## [Exercise description]
From the listing below, retype exactly the line holding "Hi there — would you mind finding the quilted", the line holding "Hi there — would you mind finding the green", and the lines between them; skip everything else.

## [Data extracts]
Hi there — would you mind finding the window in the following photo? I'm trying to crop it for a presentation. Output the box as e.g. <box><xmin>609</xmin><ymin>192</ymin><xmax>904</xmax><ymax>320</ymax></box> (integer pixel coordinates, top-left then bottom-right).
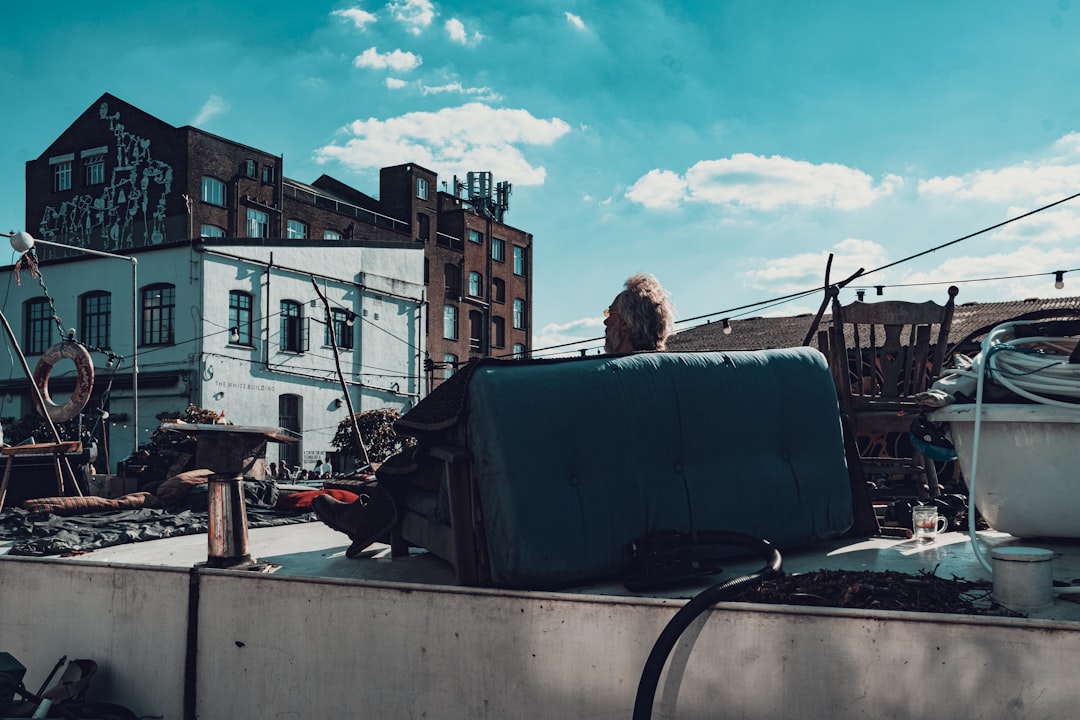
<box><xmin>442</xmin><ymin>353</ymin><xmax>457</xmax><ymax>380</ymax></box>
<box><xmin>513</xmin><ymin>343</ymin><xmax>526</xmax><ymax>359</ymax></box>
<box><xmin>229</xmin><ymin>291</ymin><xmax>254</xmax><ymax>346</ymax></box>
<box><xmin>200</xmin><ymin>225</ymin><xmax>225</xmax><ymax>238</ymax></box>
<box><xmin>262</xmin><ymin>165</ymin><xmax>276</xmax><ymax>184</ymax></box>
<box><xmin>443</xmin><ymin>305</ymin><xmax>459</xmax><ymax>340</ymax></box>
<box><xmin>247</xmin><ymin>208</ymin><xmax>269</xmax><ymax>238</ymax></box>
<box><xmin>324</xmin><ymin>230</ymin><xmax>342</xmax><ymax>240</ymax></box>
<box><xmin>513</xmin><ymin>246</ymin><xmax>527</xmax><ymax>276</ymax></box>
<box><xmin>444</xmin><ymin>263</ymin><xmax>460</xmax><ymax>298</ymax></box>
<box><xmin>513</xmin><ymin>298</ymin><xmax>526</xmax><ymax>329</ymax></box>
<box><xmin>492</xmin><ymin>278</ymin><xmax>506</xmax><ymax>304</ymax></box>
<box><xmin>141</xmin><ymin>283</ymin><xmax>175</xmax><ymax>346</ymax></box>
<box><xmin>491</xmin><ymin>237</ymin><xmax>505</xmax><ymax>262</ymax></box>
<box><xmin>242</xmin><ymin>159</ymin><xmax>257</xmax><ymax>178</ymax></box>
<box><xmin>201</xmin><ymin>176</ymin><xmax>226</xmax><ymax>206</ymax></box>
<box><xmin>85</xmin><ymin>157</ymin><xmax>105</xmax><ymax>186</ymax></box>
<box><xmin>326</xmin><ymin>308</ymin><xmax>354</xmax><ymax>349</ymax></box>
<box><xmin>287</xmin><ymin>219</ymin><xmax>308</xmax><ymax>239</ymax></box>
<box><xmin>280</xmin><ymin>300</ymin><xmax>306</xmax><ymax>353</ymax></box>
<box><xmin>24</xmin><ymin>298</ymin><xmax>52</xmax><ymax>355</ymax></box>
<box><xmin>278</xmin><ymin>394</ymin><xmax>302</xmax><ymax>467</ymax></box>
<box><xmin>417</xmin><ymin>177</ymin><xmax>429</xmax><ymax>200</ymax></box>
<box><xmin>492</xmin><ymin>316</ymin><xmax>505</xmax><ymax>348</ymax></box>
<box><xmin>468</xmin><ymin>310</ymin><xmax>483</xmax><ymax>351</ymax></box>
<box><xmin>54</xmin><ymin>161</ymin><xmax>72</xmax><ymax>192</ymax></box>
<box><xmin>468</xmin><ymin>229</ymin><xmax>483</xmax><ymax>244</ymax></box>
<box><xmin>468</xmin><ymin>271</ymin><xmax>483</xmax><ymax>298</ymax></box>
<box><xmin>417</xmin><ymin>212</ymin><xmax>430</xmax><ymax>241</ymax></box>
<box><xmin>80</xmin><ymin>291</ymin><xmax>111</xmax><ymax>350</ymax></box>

---

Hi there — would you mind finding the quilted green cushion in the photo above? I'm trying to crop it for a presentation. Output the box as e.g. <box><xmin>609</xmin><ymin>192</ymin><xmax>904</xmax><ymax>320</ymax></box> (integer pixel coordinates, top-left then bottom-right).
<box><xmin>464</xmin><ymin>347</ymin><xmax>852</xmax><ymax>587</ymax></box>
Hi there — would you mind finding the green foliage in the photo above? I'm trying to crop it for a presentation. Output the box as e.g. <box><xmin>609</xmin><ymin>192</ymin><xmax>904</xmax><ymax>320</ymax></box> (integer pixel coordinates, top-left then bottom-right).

## [Result for this exercise]
Hi there — would you mind finding the quilted green cushion in the photo above? I'm trying to crop it for a presentation. Output the box as e.g. <box><xmin>609</xmin><ymin>192</ymin><xmax>904</xmax><ymax>320</ymax></box> (integer pixel coordinates, top-left then bottom-right).
<box><xmin>464</xmin><ymin>347</ymin><xmax>852</xmax><ymax>587</ymax></box>
Hi there — would you mind finding the green foliage in the photo above? I'm trying to crop it for a presentation. Output the box as e.g. <box><xmin>609</xmin><ymin>192</ymin><xmax>904</xmax><ymax>320</ymax></box> (integer pixel coordinates, top-left then bottom-right).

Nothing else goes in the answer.